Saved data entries
┄┄┄┄┄┄
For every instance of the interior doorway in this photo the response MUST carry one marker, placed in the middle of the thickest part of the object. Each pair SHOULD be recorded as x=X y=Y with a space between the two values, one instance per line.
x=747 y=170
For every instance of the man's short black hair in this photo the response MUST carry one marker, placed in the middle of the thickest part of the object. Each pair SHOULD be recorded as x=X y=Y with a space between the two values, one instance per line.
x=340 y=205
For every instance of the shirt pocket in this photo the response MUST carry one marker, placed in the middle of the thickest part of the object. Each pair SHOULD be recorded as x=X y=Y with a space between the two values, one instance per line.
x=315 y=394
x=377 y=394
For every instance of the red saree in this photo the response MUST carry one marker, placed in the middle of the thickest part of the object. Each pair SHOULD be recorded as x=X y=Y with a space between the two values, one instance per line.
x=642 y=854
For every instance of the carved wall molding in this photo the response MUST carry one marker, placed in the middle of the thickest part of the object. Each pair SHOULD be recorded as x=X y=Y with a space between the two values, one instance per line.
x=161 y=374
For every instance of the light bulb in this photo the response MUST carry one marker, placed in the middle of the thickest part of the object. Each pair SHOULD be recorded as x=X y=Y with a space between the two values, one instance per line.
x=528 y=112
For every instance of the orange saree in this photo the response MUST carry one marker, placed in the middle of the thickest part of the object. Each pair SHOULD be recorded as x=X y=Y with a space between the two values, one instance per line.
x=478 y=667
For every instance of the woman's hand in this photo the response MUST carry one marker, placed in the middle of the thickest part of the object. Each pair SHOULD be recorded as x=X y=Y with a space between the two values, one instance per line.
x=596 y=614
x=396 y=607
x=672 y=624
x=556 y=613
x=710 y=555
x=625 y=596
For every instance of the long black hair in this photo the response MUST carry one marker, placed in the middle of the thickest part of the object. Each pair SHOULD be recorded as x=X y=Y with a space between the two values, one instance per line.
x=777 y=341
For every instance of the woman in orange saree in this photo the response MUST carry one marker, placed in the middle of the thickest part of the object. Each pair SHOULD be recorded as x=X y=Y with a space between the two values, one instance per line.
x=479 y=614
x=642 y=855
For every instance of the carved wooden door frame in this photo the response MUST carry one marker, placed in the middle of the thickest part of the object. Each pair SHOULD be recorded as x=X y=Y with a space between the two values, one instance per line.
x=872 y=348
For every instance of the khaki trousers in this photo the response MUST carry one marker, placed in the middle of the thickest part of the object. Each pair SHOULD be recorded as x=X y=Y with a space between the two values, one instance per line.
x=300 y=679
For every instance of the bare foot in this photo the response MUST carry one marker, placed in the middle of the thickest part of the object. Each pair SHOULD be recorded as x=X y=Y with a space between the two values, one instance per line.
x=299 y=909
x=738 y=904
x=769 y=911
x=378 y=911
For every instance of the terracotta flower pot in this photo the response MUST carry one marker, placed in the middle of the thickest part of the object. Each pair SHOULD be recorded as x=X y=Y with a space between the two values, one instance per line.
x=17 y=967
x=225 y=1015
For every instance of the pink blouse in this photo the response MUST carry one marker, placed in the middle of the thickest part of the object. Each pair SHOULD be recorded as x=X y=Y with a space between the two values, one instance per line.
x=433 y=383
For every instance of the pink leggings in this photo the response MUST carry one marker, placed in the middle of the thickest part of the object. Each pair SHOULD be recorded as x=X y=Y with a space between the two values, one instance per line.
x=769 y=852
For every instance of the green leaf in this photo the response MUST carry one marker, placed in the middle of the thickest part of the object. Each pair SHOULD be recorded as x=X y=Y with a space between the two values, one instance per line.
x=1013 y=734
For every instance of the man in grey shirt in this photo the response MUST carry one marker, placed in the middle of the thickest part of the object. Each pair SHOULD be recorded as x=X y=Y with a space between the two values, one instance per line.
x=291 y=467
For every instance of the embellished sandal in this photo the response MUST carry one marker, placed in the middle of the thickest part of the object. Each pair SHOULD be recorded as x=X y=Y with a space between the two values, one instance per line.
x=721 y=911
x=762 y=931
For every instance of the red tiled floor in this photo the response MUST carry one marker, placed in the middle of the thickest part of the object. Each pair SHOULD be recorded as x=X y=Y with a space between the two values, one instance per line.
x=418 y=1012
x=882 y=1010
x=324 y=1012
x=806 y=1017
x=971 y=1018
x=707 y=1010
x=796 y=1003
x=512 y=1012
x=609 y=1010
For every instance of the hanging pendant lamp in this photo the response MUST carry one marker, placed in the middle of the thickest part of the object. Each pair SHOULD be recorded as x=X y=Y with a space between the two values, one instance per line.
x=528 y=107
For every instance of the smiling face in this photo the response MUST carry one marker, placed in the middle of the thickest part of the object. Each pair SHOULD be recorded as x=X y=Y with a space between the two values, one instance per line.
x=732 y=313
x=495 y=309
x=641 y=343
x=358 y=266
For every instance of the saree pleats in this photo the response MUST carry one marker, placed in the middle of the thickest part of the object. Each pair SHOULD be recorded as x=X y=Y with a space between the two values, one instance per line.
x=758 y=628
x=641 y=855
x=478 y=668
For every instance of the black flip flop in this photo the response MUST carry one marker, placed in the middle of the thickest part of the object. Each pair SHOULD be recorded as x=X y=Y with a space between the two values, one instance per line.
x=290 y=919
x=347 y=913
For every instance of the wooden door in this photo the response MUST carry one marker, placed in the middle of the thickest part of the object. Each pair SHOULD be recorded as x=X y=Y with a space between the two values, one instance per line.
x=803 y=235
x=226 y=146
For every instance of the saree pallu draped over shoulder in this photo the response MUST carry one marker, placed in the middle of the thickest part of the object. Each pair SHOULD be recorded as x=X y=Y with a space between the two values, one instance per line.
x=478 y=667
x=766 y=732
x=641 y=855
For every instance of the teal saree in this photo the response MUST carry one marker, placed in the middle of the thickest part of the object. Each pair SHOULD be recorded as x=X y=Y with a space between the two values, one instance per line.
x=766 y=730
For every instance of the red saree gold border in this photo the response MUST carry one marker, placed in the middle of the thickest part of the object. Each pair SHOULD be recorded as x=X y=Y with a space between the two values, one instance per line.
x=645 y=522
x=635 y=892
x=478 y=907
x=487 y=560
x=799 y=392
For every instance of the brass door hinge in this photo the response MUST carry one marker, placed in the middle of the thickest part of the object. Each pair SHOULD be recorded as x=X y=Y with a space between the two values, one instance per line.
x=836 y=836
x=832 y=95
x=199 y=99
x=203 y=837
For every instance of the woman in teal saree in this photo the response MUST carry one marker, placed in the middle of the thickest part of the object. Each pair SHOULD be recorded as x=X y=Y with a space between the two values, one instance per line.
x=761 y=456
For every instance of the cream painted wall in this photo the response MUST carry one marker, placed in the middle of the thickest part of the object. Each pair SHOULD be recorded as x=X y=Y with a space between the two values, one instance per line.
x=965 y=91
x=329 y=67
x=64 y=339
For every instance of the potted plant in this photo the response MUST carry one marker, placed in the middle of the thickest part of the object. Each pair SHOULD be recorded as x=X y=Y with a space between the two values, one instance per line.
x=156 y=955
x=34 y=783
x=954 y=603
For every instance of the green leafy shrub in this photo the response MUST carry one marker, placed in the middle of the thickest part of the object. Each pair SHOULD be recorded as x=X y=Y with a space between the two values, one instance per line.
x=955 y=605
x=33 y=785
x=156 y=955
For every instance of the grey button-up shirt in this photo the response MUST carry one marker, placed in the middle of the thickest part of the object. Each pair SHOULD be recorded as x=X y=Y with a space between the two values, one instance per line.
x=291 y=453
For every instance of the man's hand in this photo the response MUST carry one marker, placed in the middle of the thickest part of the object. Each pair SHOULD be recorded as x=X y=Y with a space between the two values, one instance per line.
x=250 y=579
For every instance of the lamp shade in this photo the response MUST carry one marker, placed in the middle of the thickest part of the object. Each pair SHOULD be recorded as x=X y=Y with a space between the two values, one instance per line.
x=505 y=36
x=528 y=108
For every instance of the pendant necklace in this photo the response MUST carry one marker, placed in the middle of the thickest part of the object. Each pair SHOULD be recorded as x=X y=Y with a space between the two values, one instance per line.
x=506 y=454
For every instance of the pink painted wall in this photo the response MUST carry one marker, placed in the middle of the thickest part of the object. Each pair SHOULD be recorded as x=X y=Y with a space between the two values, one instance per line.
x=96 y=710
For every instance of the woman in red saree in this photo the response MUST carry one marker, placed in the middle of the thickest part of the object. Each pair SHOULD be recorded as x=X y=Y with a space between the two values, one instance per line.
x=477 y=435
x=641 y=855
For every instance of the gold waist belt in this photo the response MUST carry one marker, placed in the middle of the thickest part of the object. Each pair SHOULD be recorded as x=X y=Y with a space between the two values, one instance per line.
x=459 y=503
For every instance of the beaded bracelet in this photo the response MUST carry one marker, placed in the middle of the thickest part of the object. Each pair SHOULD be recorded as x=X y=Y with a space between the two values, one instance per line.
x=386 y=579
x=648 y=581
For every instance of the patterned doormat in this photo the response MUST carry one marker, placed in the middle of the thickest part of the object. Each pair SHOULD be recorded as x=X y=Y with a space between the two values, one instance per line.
┄┄┄┄┄┄
## Exercise requirements
Begin at the line that has "For every instance of the pink painted" and stop after the line that has "x=648 y=581". Give only those lines again, with "marker" replaced by "point" and everything else left unchanged.

## Response to this task
For every instance of the pink painted wall in this photo the response MUST carry one point, placed in the middle of the thickest part of the object. Each pair SHOULD be recorded as x=X y=Y with a space between the two values, one instance per line.
x=96 y=710
For every instance of the woman in red saree in this photo the response MUST carry one point, placed in the middle of the thickest part of the object. Each pair SHOULD be recorded as x=X y=Y with a space between the two values, one instance per line.
x=477 y=435
x=641 y=855
For every instance of the gold waist belt in this photo the response MUST carry one point, placed in the middle of the thickest part of the object. Each pair SHOULD be recorded as x=X y=Y with a space between the two values, one instance per line.
x=459 y=503
For every instance of the beaded bracelet in this photo the response MUST carry one point, placed in the middle of the thickest part of the object. Each pair SHOULD be recorded as x=X y=Y with a space between the two values, one instance per line.
x=386 y=579
x=648 y=581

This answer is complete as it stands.